BEGIN Given entries

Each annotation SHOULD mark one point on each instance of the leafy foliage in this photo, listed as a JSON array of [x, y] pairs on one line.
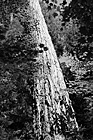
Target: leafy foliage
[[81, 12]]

END Given entries
BEGIN Given entries

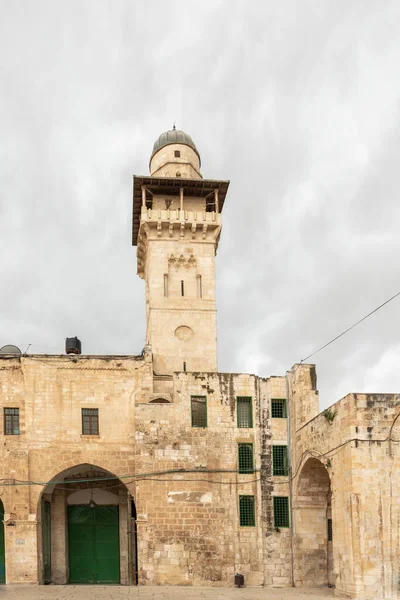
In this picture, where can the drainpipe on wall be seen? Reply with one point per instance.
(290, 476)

END Given entries

Short problem: How many lines above contain the word "foliage"? Reply with only the number.

Written reply: 2